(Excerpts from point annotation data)

# # # #

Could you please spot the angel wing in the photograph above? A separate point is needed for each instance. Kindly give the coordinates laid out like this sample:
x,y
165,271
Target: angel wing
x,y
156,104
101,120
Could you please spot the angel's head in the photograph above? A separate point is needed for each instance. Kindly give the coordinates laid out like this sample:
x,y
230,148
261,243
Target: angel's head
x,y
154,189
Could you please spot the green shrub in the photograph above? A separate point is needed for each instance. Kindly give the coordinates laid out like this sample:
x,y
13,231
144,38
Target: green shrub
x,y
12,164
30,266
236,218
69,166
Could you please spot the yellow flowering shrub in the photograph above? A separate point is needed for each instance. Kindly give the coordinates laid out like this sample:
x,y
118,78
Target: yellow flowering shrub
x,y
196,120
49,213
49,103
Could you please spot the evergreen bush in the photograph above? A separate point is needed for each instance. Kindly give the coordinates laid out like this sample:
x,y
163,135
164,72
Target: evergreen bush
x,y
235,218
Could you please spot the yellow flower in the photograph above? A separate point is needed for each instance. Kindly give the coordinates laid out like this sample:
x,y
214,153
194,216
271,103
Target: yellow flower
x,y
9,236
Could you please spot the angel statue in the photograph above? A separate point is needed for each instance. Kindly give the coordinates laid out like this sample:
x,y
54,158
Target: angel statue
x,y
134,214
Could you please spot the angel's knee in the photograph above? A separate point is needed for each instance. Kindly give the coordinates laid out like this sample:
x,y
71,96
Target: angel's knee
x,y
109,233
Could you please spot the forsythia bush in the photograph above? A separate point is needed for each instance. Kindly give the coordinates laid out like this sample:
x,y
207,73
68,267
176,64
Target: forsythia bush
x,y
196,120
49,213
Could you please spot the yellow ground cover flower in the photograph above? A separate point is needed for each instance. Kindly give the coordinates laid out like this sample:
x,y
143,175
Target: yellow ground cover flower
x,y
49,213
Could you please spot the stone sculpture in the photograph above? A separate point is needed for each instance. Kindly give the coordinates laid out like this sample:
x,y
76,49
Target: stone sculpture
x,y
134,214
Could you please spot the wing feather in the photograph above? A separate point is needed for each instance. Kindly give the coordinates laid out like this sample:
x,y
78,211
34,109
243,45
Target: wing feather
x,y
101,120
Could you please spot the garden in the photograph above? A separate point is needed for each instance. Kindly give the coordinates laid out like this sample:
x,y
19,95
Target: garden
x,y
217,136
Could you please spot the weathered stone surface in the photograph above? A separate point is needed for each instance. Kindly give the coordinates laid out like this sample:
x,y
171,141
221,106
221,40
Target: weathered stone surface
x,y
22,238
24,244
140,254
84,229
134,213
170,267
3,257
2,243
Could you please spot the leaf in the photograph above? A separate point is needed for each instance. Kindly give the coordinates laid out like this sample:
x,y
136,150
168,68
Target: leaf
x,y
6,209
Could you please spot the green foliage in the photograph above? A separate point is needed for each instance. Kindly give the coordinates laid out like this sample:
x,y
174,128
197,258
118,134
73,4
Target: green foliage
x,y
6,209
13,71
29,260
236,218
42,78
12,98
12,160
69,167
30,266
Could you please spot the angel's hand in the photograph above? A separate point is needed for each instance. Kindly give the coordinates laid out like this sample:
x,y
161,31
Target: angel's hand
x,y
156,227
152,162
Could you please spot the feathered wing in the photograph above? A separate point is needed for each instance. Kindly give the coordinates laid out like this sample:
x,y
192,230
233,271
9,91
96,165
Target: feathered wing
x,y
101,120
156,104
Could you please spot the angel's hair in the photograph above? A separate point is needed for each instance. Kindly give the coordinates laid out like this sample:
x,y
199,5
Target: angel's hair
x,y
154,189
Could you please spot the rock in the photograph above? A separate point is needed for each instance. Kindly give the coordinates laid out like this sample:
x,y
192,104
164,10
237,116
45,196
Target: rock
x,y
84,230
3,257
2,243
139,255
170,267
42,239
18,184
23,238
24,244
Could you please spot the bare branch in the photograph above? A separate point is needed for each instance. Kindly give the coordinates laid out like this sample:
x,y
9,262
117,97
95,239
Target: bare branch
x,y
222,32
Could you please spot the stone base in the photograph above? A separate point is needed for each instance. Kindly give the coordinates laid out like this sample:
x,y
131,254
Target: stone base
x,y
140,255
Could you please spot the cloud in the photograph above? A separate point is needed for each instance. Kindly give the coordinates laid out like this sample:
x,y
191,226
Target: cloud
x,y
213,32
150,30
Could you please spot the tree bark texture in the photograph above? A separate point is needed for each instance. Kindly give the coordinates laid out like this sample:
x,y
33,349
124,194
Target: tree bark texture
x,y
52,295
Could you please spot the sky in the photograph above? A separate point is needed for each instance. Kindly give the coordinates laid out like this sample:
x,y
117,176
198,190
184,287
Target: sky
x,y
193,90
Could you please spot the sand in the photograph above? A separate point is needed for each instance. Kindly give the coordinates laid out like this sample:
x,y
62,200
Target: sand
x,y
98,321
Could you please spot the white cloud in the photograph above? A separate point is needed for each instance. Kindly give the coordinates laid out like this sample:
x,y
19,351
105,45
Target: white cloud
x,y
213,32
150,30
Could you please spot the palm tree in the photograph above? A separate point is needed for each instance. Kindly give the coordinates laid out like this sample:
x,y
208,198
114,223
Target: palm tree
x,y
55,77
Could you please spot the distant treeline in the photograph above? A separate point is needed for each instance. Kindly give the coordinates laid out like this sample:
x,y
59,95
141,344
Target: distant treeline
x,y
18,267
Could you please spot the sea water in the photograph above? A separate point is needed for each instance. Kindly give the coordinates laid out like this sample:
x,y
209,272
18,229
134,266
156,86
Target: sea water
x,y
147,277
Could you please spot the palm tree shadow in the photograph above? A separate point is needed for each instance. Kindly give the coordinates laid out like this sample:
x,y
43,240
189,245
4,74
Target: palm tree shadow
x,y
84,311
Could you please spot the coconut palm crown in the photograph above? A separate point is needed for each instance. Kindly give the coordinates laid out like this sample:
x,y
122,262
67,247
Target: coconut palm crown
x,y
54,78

# # # #

» STATED PROBLEM: Quote each line of the data above exactly as written.

» RESULT:
Could you please spot the angel wing in the photograph above? A separate point is needed for each instance. Kindly give the coordinates laid out like this sample:
x,y
165,271
Target: angel wing
x,y
156,104
101,120
Could you please spot the angel's head in the photograph above? A separate point is needed for each instance. Kindly give the coordinates laid out like this sample:
x,y
230,148
261,243
Target: angel's head
x,y
154,189
Could you please spot the green shrub in the photograph above? A separate point is needed for each instance. Kindly give the coordinates laid out like this sample:
x,y
13,231
144,38
Target: green shrub
x,y
12,164
30,266
236,218
69,166
Could you please spot the yellow flowering shrub in the photograph above? A separate point is needed for each instance. Kindly give the coordinates laid out like this sample:
x,y
118,78
Target: yellow flowering shrub
x,y
196,120
49,213
49,103
Could you please spot the evergreen bush in the photograph above? A separate point is needed for each instance. Kindly give the coordinates laid out like this sample:
x,y
163,135
164,72
Target: evergreen bush
x,y
235,218
Could you please spot the yellow flower in the photograph above? A separate point is needed for each instance. Kindly give the coordinates laid out like this sample:
x,y
214,153
194,216
271,103
Target: yellow flower
x,y
9,236
Could you please spot the angel statue in the photograph above? A separate point is needed for each instance. Kindly give the coordinates laid out like this sample:
x,y
54,158
Target: angel statue
x,y
134,214
Could you please spot the angel's knee in the photograph above? A separate point is needed for each instance. Kindly give the coordinates laid out like this sample:
x,y
71,96
Target: angel's knee
x,y
109,233
Could you please spot the forsythia bush in the photograph above? A separate point is needed for each instance. Kindly give the coordinates laid out like this sample:
x,y
207,73
68,267
176,64
Target: forsythia bush
x,y
196,120
49,213
Could you please spot the yellow ground cover flower in the photograph above? A separate point is needed for each instance. Kindly give the coordinates laid out like this sample:
x,y
143,175
Target: yellow ground cover flower
x,y
49,213
Could you please spot the stone sculpture in the photograph above? A separate point is needed for each instance. Kindly give the coordinates laid out like this sample:
x,y
76,49
Target: stone sculpture
x,y
134,214
Could you please spot the wing feather in the photograph above? A separate point is needed for each instance. Kindly give the coordinates laid out like this sample:
x,y
78,211
34,109
243,45
Target: wing feather
x,y
101,120
Could you please spot the garden in the photograph above? A separate point is needed for each instance. Kindly give the coordinates laid out like this sample:
x,y
19,95
Target: garden
x,y
217,136
Could you please spot the weathered stone surface in the photograph above? A separate point is needed for each instance. Kindly give the coordinates laid out like this sample:
x,y
171,141
221,106
221,40
Target: weathered stone surface
x,y
22,238
24,244
140,254
84,229
134,213
170,267
3,257
2,243
Could you please spot the leaf in the photograph above? A separate point is needed for each instance. Kindly give the coordinates laid out like this sample:
x,y
136,150
168,68
Target: leaf
x,y
6,209
Could you please spot the green foliage in the photograph above? A separate point is needed for each instance. Kindly give the coordinates laid out like this sample:
x,y
174,128
197,258
118,134
73,4
Target: green foliage
x,y
6,209
13,71
29,260
236,218
42,78
12,98
12,160
69,167
30,266
Could you please spot the angel's hand in the photograph above? A separate point is needed for each instance. Kindly give the coordinates laid out like this sample:
x,y
161,31
Target: angel's hand
x,y
156,227
152,162
Could you please spot the feathered wing in the photograph above? A separate point is needed for each instance. Kindly give the coordinates laid out like this sample:
x,y
192,230
233,271
9,91
96,165
Target: feathered wing
x,y
101,120
156,104
Could you please spot the angel's hair in the photograph above? A separate point is needed for each instance. Kindly give the coordinates laid out like this sample:
x,y
199,5
Target: angel's hair
x,y
154,189
Could you please spot the rock in the photograph above? A separate point is needed for each instance. Kindly give the coordinates laid out like this sample:
x,y
192,104
164,10
237,116
45,196
Target: rock
x,y
84,230
3,257
2,243
139,255
170,267
42,239
18,184
23,238
24,244
Could you please spot the bare branch in the photograph above? A separate point is needed for each instance. Kindly give the coordinates laid out like this sample:
x,y
9,262
117,97
95,239
Target: bare branch
x,y
222,32
Could you please spot the stone base in the photograph above? A separate point is needed for each instance. Kindly give the coordinates laid out like this sample:
x,y
131,254
Target: stone base
x,y
140,255
Could you please spot the cloud in the photograph above? A separate point is needed for each instance. Kindly give the coordinates laid out like this sample:
x,y
191,226
Target: cloud
x,y
213,32
150,30
Could you please spot the tree bark texture in the photograph above? A separate point is needed for each instance. Kindly give the coordinates laid out like this sample:
x,y
33,349
124,194
Target: tree bark texture
x,y
52,295
Could you please spot the sky in the photograph above? A separate point is needed for each instance. Kindly give the coordinates laid out like this sample:
x,y
117,176
198,190
184,287
Target: sky
x,y
193,90
Could you please spot the sand in the photograph above? A separate point is needed for each instance. Kindly give the coordinates laid out like this sample:
x,y
62,200
Target: sand
x,y
98,321
Could you please spot the white cloud in the photograph above? A separate point is needed for each instance. Kindly give the coordinates laid out like this sample:
x,y
19,351
105,45
Target: white cloud
x,y
213,32
150,30
Could you please spot the palm tree in the photograph above? A separate point is needed for each instance. Kindly give the coordinates laid out like this sample:
x,y
208,198
114,223
Target: palm tree
x,y
55,77
Could you please spot the distant treeline in the photograph above? A separate point is needed for each instance. Kindly give the coordinates laid out like this sample:
x,y
59,95
141,344
Target: distant treeline
x,y
18,267
Could you please spot the sea water in the photograph above? A separate point is needed for each instance. Kindly give the coordinates laid out like this sample:
x,y
209,272
18,229
134,266
156,86
Target: sea water
x,y
147,277
Could you please spot the palm tree shadow in the photograph above? A separate point is needed for each instance. Kindly give the coordinates laid out like this sample:
x,y
43,240
189,245
4,74
Target: palm tree shadow
x,y
84,311
Could you please spot the coconut palm crown in the photograph above? A separate point is needed for each instance. Kindly give the coordinates laid out like this sample:
x,y
122,262
67,247
Target: coconut palm crown
x,y
54,78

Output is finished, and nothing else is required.